- [Consignes à respecter]
1. D’après le texte sur le hoquet, quelle structure se retourne pour couvrir les voies respiratoires et produire le son caractéristique ?
2. Énumérez tous les réflexes nommés dans le texte sur le hoquet.
3. Prolongez le texte sur le hoquet à la suite de sa dernière phrase.

Qu’il arrive aléatoirement ou après un stimulus particulier (ingestion de nourriture, activité sportive, etc.), le hoquet est un phénomène que nous connaissons tous. De fréquence et d’intensité variables, il peut arriver et disparaître en quelques secondes comme en quelques heures. Bien qu’il s’agisse d’un mécanisme relativement banal, les chercheurs se sont penchés sur sa fonction. Alors, pour quelles raisons a-t-on le hoquet ?
La fonction exacte du hoquet est un mystère, mais les scientifiques ont une théorie intrigante : le hoquet pourrait aider un fœtus in utero à apprendre à respirer. Plus tard dans la vie, le hoquet est un vestige de cet entraînement respiratoire précoce. En d’autres termes, le hoquet est essentiellement inutile chez les adultes, selon Peter Kahrilas, professeur de gastro-entérologie et d’hépatologie à la Feinberg School of Medicine de l’Université Northwestern à Chicago.
Le hoquet est un réflexe, analogue au réflexe rotulien produit lorsqu’un médecin vous frappe le genou avec un marteau. Lorsque le réflexe est déclenché, le plus souvent par une stimulation de l’œsophage ou de l’estomac, le tronc cérébral envoie des signaux au diaphragme et aux autres muscles respiratoires, les obligeant à se contracter involontairement, ce qui entraîne une prise d’air soudaine. Ensuite, l’épiglotte (un lambeau de tissu derrière la langue) se retourne, comme lors de la déglutition, couvrant les voies respiratoires et provoquant le son caractéristique du hoquet.
Un processus devenant progressivement inutile après la période néonatale
Parce que le hoquet ferme les voies respiratoires, il n’a aucune fonction respiratoire, ni aucune autre utilisation évidente chez les adultes, indique Kahrilas. Contrairement, par exemple, au réflexe nauséeux, qui empêche l’étouffement, le réflexe de hoquet ne protège pas les voies respiratoires ou la gorge. « Cela ne sert à rien. En substance, ce que vous faites, c’est stimuler l’inspiration, mais alors vous empêchez en même temps cette dernière. Et puis cela se produit de manière répétitive, c’est tout ce que nous savons sur le hoquet ».

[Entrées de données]
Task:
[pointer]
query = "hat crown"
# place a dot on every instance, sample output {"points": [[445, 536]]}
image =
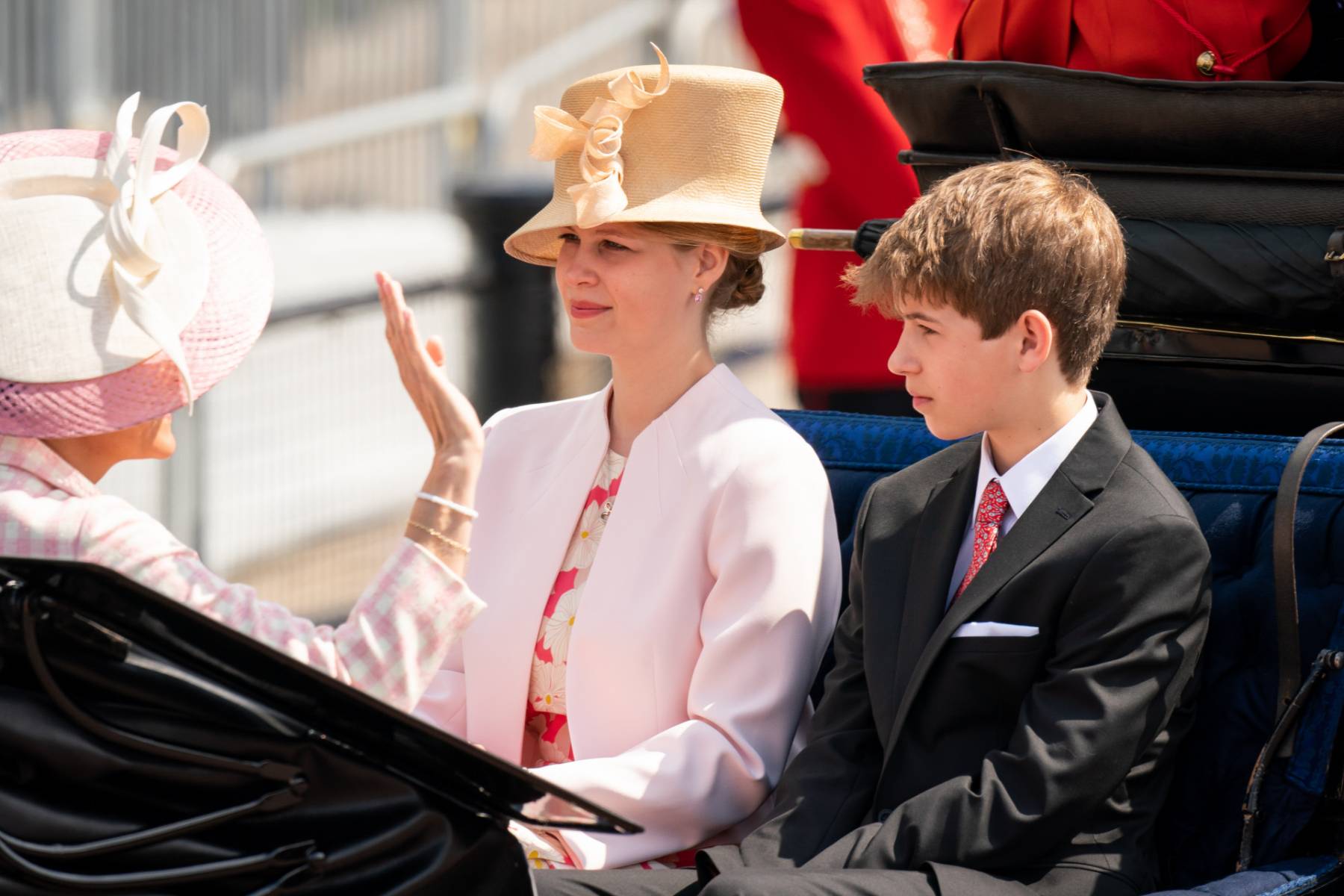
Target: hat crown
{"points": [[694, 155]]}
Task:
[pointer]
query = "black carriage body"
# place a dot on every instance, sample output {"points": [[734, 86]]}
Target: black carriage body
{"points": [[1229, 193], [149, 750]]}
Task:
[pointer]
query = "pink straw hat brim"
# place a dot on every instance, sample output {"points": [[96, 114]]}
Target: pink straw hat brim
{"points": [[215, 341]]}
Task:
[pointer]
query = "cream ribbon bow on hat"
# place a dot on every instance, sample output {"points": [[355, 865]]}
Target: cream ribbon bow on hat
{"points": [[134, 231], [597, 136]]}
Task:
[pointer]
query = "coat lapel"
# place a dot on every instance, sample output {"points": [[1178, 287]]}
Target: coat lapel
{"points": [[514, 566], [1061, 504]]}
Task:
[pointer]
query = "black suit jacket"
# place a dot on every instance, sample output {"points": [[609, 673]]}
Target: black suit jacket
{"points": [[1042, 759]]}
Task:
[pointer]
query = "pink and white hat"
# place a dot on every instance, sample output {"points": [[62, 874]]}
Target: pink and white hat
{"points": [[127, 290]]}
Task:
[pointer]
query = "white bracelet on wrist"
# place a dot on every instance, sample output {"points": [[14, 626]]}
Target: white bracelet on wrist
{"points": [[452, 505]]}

- [Exercices corrigés]
1. L’épiglotte, un lambeau de tissu situé derrière la langue.

2. Le réflexe de hoquet, le réflexe rotulien et le réflexe nauséeux.

3.
Cependant, la situation est différente in utero et chez les nouveau-nés. In utero, le fœtus reçoit de l’oxygène par le placenta, mais dès que le bébé est né, sa vie dépend de sa capacité à respirer. Il doit avoir un système respiratoire fonctionnel. Kahrilas suggère que le hoquet, qui commence in utero, assure cet entraînement en provoquant la contraction répétée des muscles respiratoires. « C’est presque comme un exercice isométrique… Vous essayez d’inhaler, mais ensuite vous fermez les voies respiratoires, de sorte qu’il est plus difficile d’inspirer ».
Le hoquet : une fonction d’entraînement respiratoire chez le fœtus et le nouveau-né
C’est un exercice que les fœtus in utero et les nouveau-nés font beaucoup. Les nourrissons prématurés passent environ 1% de leur temps (environ 14 minutes par jour) à hoqueter, selon une étude publiée l’année dernière qui a examiné l’activité cérébrale associée au hoquet chez les prématurés. Les chercheurs ont enregistré un hoquet dans l’utérus dès neuf semaines de gestation, explique Lorenzo Fabrizi, chercheur au département de neurosciences, de physiologie et de pharmacologie de l’University College London.
Fabrizi et ses collègues ont surveillé 217 nouveau-nés prématurés et nés à terme (les prématurés sont nés avant 37 semaines de grossesse et ceux nés à terme après 39 semaines) pour le hoquet tout en enregistrant leur activité cérébrale (via des enregistrements EEG) pendant environ une heure. Pendant ce temps, les chercheurs ont observé 13 nourrissons subissant un épisode de hoquet, notant que le hoquet stimulait trois types d’ondes cérébrales différents dans les cortex des nouveau-nés.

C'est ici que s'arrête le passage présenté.